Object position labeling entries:
============================================================

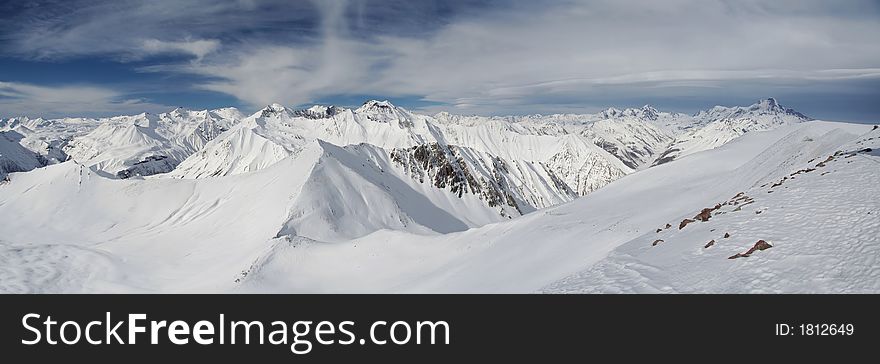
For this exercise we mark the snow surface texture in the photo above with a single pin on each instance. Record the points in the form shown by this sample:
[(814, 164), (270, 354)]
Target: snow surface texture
[(379, 199)]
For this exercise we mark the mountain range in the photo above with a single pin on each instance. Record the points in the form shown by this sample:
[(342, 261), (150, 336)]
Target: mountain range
[(379, 198)]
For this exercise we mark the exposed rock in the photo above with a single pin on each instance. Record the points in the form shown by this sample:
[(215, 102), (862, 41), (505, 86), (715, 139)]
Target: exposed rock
[(822, 163)]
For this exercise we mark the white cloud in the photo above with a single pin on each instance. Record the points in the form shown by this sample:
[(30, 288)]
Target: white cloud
[(70, 100), (574, 49), (525, 55)]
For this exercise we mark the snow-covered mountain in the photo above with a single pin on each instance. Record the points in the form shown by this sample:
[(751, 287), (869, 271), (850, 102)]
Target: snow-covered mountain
[(278, 229), (147, 144), (487, 161), (514, 165), (379, 198)]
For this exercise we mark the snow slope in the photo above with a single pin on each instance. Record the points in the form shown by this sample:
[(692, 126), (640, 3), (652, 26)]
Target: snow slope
[(14, 157), (75, 230), (720, 125), (538, 249)]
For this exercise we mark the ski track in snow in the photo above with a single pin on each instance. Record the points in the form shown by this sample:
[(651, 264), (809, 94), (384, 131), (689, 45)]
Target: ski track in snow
[(54, 268)]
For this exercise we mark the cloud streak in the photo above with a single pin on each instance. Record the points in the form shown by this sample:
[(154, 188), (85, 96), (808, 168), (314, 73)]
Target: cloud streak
[(38, 101)]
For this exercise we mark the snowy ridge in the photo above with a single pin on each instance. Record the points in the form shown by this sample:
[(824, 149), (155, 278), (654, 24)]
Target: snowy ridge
[(147, 144), (816, 209), (267, 230)]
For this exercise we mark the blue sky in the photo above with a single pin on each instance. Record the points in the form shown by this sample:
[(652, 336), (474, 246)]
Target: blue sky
[(93, 58)]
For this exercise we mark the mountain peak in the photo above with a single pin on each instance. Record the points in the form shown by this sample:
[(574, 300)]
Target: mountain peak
[(272, 109), (319, 112)]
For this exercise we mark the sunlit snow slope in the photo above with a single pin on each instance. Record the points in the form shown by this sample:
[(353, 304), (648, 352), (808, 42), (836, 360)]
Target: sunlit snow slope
[(345, 219)]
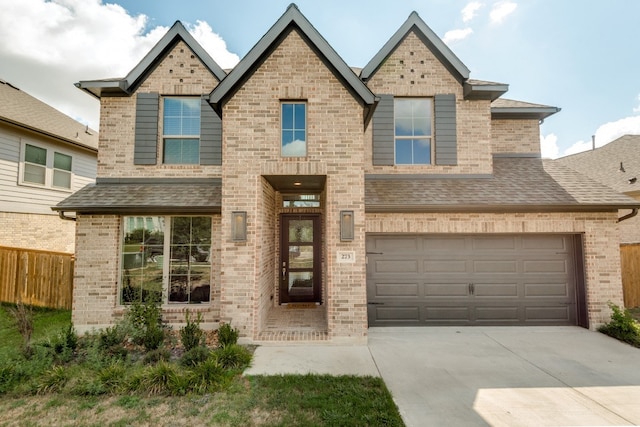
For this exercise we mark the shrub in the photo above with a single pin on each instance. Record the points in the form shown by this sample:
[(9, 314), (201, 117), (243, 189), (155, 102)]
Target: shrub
[(145, 323), (233, 356), (194, 356), (191, 335), (207, 377), (622, 326), (227, 335)]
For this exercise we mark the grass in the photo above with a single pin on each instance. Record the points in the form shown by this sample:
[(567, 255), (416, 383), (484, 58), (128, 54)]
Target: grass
[(102, 391)]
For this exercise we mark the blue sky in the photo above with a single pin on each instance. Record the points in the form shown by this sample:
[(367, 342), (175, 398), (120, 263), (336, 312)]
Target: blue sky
[(581, 56)]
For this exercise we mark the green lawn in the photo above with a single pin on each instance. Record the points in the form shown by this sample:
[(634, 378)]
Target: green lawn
[(73, 393)]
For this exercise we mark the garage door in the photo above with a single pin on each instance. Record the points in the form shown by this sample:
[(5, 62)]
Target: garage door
[(471, 279)]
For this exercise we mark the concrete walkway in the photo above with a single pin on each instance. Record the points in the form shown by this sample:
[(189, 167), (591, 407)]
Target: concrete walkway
[(512, 376)]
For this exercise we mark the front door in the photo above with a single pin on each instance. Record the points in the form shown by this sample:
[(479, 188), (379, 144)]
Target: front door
[(300, 259)]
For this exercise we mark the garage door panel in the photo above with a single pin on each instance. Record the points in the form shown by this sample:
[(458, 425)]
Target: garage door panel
[(557, 314), (447, 314), (445, 266), (546, 266), (495, 267), (397, 314), (444, 243), (496, 313), (548, 290), (495, 290), (471, 280), (397, 289), (409, 266), (493, 243), (446, 290)]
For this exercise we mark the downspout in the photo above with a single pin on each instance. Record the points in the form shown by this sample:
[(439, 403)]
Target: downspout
[(70, 218), (633, 213)]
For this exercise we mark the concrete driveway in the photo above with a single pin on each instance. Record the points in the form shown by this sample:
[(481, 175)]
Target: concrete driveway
[(513, 376)]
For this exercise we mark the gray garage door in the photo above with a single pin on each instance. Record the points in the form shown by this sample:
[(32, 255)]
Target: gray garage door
[(471, 279)]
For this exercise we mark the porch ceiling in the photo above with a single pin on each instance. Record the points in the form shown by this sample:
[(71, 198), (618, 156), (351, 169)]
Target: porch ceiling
[(297, 183)]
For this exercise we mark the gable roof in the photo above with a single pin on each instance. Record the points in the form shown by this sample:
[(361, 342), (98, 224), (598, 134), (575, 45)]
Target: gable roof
[(511, 109), (430, 39), (518, 184), (616, 164), (127, 85), (20, 109), (292, 18)]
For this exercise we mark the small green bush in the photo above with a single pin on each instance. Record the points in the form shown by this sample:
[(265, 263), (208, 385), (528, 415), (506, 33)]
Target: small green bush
[(191, 335), (233, 356), (227, 335), (622, 326), (194, 356)]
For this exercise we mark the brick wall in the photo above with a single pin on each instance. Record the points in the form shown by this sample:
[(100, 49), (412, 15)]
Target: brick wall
[(180, 73), (33, 231), (413, 70), (335, 146), (515, 136), (600, 231)]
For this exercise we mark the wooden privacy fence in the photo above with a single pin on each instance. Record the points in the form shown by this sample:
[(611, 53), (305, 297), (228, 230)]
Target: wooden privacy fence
[(34, 277), (630, 263)]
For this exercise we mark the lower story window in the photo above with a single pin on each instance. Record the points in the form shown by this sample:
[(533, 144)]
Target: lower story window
[(167, 259)]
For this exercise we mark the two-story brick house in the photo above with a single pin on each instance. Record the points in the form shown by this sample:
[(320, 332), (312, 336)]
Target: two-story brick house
[(298, 199)]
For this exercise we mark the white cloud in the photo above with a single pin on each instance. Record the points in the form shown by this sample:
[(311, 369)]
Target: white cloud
[(470, 10), (549, 146), (606, 133), (455, 35), (501, 10), (55, 43)]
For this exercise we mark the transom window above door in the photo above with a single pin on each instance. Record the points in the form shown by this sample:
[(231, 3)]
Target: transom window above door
[(413, 131), (294, 129), (181, 130)]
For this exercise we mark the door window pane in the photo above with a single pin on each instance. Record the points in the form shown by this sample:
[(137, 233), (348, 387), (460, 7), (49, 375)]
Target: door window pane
[(301, 231)]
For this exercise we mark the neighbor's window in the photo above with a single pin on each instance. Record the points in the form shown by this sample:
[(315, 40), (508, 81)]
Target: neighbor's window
[(413, 131), (166, 255), (181, 130), (46, 167), (294, 129)]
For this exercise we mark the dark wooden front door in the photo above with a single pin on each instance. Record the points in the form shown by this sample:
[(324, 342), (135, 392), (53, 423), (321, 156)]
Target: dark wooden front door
[(300, 249)]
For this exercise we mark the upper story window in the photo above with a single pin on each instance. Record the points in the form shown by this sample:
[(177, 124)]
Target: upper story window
[(181, 130), (413, 131), (46, 168), (294, 129)]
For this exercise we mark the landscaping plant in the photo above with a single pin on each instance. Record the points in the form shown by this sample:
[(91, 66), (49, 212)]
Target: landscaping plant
[(622, 326)]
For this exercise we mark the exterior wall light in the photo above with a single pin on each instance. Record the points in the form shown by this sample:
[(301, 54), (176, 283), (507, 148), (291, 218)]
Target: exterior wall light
[(239, 226), (346, 226)]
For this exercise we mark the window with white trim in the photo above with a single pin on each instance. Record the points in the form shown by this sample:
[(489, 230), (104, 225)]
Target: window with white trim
[(46, 167), (294, 129), (413, 123), (166, 259), (181, 130)]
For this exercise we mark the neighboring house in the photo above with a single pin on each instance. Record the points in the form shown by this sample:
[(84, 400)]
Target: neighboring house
[(44, 157), (301, 201), (616, 165)]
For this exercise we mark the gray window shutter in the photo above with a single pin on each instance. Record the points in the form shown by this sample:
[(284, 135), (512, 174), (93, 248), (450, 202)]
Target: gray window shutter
[(146, 133), (445, 131), (383, 132), (210, 135)]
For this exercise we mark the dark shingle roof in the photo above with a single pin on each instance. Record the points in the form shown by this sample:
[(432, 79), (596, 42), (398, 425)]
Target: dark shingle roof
[(149, 196), (604, 164), (21, 109), (518, 184)]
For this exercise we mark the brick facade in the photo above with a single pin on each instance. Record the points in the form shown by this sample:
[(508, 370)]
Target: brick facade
[(33, 231), (245, 275)]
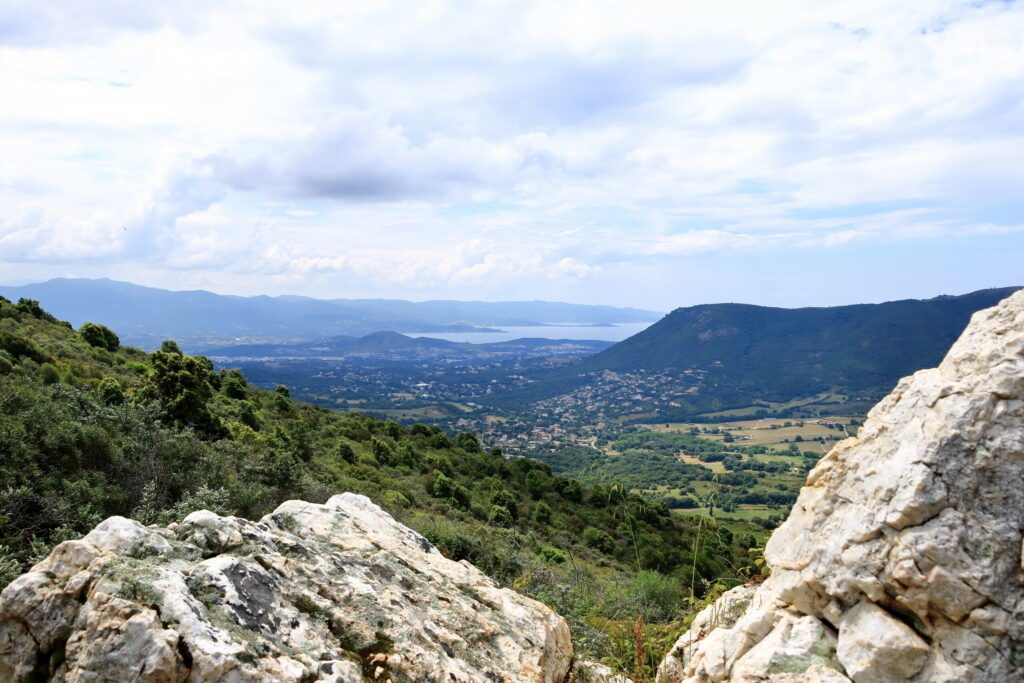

============================================================

Copy the lines from the one containing "For this exercise we mark the grass" to the one containing "[(300, 259)]", both included, exactly as they appear.

-- In response --
For this exercise we mark the grass in the photo above with a single pin on each instance. Record the points in the form shown by this sample:
[(567, 255), (416, 383), (484, 58), (128, 54)]
Target: grass
[(102, 391)]
For this exercise we mark the blue sky in the photo above with a single pin on each instance. Record the points in the form shown by this sample:
[(367, 342), (175, 398), (120, 263), (336, 312)]
Target: blue sky
[(581, 56)]
For this exercise we mark the green lawn in the photo above with a single pin on each instance. Record the points in the form shown by this sample:
[(634, 378)]
Target: green lawn
[(73, 393)]
For this exercise we mark the garage door in the photo above with a single pin on each instance. Record the points in the form shown by this sample:
[(5, 62)]
Target: garage door
[(471, 279)]
For this exercise we mark the concrete walkway in the photo above with a single pin on each instance. Record the points in the form shown by this sample:
[(189, 167), (591, 407)]
Target: concrete walkway
[(512, 376)]
For this exercise we mark the front door in the photo above with a single pin on each instance. Record the points in the form shown by this sample:
[(479, 188), (379, 144)]
Target: front door
[(300, 259)]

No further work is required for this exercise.